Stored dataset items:
────────────────────

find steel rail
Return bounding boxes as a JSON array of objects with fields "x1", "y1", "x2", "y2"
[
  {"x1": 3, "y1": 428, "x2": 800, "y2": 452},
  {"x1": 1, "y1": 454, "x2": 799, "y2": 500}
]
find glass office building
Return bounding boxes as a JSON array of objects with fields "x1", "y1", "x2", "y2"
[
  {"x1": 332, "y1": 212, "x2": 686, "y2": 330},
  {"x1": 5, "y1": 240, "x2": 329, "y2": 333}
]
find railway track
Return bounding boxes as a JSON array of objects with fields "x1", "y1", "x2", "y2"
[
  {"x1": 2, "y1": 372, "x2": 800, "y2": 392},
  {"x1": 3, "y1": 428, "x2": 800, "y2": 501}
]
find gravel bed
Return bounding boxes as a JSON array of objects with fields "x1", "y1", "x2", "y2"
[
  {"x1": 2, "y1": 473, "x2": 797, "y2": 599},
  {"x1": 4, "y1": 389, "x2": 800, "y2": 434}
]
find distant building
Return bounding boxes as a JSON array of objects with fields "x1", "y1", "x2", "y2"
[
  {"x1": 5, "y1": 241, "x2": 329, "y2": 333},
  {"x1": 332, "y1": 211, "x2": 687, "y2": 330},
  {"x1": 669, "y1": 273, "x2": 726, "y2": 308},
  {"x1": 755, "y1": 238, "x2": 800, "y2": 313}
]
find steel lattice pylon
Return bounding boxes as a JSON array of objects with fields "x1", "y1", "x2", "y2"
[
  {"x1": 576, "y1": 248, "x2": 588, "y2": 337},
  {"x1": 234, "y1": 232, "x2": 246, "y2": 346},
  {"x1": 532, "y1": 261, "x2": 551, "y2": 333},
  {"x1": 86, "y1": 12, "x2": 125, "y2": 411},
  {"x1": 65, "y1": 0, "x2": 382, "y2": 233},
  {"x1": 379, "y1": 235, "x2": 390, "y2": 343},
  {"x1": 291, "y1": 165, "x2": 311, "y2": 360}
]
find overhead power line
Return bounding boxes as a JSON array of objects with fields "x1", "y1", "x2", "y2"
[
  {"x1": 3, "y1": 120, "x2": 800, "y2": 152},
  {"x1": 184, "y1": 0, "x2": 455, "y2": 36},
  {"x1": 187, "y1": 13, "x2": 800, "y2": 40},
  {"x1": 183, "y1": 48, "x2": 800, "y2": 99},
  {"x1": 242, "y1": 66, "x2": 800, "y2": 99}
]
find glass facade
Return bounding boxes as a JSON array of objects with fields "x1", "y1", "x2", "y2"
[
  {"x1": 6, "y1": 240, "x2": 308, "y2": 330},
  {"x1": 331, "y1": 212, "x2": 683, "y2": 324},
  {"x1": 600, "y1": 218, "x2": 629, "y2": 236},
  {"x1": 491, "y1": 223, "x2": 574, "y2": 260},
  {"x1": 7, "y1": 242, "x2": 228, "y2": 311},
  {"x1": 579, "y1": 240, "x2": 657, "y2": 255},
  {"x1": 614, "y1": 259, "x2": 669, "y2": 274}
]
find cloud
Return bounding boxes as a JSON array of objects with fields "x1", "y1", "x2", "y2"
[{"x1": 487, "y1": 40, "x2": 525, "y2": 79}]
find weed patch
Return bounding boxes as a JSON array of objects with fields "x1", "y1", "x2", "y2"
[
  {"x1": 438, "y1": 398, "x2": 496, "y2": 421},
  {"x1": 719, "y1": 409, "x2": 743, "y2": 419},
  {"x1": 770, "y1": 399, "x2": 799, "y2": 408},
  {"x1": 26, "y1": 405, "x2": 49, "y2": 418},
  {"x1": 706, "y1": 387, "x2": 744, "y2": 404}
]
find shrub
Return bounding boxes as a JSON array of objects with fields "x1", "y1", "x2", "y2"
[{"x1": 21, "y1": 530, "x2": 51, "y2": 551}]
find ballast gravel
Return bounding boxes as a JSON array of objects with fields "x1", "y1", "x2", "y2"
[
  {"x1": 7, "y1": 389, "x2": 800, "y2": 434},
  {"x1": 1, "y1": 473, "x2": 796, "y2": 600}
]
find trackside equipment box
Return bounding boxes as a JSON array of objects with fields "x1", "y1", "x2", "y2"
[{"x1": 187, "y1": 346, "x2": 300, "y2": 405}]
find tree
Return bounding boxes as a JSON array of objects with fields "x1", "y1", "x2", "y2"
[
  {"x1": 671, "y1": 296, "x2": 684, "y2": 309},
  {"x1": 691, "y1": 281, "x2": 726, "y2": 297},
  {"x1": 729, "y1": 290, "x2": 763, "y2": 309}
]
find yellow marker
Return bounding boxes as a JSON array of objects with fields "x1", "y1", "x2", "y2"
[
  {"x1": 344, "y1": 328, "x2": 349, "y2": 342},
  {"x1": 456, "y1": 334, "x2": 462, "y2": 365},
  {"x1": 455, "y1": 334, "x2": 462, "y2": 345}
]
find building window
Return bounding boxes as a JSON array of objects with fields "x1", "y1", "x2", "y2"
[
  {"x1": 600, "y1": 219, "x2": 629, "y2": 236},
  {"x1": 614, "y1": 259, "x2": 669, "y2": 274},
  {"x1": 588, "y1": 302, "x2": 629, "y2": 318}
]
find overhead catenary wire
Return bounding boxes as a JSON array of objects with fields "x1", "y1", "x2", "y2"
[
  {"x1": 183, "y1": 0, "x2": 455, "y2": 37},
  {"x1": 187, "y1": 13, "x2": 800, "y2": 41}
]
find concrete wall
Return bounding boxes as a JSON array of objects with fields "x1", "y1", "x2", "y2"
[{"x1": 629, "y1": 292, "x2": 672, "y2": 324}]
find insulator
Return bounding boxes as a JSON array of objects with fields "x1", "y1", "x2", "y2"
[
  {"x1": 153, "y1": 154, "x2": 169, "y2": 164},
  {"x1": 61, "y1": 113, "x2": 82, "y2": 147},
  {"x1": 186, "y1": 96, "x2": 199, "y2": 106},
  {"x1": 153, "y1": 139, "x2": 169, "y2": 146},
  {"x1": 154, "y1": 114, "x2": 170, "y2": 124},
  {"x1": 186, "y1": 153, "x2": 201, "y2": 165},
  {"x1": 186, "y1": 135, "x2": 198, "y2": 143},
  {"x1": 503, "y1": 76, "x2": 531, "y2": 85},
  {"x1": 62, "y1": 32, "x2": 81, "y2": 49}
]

────────────────────

- Exercise requirements:
From the line containing "find concrete wall" to the final line of the data above, transcribe every line exactly and nothing more.

- Reply:
find concrete wall
Return bounding boxes as a JSON array of objects with fields "x1", "y1", "x2", "y2"
[{"x1": 629, "y1": 292, "x2": 672, "y2": 324}]
find insulator
Return bounding boxes as a JSON array of objects with fields "x1", "y1", "x2", "y2"
[
  {"x1": 153, "y1": 154, "x2": 169, "y2": 164},
  {"x1": 61, "y1": 113, "x2": 82, "y2": 147},
  {"x1": 186, "y1": 96, "x2": 199, "y2": 106},
  {"x1": 153, "y1": 139, "x2": 169, "y2": 146},
  {"x1": 154, "y1": 114, "x2": 170, "y2": 124},
  {"x1": 186, "y1": 153, "x2": 201, "y2": 165},
  {"x1": 186, "y1": 135, "x2": 198, "y2": 143},
  {"x1": 503, "y1": 76, "x2": 531, "y2": 85},
  {"x1": 62, "y1": 32, "x2": 81, "y2": 49}
]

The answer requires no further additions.